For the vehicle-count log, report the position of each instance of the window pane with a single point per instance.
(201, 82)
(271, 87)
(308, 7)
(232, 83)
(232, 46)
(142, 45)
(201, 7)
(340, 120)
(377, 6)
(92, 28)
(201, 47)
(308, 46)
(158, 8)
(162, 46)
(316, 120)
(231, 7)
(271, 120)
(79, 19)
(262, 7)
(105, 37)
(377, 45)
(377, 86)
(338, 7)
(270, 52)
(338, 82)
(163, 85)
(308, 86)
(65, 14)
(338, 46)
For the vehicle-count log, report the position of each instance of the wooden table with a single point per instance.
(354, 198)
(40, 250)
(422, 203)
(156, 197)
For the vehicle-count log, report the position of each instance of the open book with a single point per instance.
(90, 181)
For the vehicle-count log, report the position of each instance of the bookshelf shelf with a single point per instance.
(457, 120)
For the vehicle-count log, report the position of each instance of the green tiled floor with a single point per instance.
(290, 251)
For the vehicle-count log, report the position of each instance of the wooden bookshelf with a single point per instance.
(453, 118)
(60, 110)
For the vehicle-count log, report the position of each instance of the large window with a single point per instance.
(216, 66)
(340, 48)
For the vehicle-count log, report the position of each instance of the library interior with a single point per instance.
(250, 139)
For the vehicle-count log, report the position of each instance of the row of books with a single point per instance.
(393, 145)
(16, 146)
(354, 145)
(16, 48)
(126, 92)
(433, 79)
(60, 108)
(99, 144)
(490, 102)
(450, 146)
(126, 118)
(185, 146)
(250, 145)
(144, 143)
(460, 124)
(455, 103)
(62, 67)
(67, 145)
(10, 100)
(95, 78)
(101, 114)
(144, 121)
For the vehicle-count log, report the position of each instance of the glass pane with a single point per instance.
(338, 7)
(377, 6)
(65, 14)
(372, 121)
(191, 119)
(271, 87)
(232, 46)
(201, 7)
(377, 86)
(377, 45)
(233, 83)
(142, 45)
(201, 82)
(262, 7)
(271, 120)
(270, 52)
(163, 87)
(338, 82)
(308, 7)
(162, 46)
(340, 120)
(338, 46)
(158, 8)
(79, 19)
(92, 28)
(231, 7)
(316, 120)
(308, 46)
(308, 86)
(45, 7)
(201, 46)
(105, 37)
##########
_Exercise prompt:_ Scale the stretch from the line containing "interior with a single point per instance." through the end of the items. Give all of those lines again, requests included, with every coordinate in the answers multiplied by 2.6 and rounded to a whole number, halves rounding up.

_Task answer:_
For the vehicle-count log, report the position of each instance of the library interior with a single point per instance.
(650, 361)
For the vehicle-count log, report the position of each instance of the row of books with a single point per instance.
(1022, 377)
(42, 380)
(920, 377)
(42, 125)
(328, 239)
(1126, 205)
(156, 281)
(257, 374)
(1274, 265)
(1170, 380)
(328, 307)
(481, 380)
(650, 377)
(374, 372)
(1196, 322)
(1183, 268)
(161, 174)
(174, 377)
(26, 260)
(247, 203)
(263, 296)
(374, 315)
For the vehicle-count log, report the position of each instance of the glass pane with a single point per instance.
(879, 18)
(980, 16)
(169, 36)
(967, 315)
(497, 309)
(705, 226)
(603, 120)
(523, 18)
(980, 224)
(980, 117)
(606, 216)
(369, 117)
(523, 213)
(681, 18)
(705, 312)
(702, 135)
(424, 226)
(879, 213)
(801, 18)
(421, 120)
(884, 312)
(879, 120)
(411, 21)
(205, 49)
(239, 73)
(601, 18)
(822, 312)
(801, 120)
(801, 224)
(117, 18)
(523, 120)
(273, 96)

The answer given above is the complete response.